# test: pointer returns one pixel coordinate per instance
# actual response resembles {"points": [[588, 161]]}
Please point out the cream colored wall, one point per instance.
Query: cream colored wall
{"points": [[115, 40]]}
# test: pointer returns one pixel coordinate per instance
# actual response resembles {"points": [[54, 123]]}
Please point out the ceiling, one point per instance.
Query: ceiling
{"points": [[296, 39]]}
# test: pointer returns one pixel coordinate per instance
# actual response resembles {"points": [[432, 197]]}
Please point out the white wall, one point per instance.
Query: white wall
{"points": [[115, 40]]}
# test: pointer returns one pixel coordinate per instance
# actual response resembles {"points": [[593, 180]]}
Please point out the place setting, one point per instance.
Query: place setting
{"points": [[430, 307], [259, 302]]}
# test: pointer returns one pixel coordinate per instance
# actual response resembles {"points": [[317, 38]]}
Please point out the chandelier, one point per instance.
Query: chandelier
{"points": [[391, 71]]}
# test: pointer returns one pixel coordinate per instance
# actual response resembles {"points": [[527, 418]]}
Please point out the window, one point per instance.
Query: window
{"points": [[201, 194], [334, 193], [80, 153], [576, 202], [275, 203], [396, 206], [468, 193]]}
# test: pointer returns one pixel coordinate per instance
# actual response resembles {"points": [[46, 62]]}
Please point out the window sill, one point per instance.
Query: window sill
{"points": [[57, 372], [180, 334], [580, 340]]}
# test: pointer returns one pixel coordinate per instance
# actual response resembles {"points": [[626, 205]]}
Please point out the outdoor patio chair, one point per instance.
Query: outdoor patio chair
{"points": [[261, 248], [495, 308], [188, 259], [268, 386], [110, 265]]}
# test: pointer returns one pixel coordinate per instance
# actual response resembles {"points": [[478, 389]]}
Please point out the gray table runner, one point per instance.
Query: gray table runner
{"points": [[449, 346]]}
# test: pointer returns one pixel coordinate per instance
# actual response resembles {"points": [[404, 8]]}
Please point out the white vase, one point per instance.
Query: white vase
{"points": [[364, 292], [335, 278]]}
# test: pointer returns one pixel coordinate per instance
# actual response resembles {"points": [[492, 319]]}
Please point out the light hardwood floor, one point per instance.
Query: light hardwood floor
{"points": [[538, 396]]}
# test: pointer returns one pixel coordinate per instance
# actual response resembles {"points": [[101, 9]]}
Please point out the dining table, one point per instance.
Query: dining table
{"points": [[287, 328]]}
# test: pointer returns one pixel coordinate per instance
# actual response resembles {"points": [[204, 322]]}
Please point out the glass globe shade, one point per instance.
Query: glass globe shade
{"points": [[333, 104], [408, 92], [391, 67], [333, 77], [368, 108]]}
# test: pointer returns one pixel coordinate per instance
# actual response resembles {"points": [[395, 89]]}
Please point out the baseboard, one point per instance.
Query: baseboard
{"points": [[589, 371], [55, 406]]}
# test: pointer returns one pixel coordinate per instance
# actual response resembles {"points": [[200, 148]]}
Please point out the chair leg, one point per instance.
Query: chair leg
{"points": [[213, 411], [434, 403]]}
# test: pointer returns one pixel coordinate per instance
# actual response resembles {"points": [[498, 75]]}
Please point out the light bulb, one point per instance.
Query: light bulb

※ ※ ※

● Task item
Work out how many lines in the data above hold the word "bulb". Reply with nothing but the count.

● Your response
2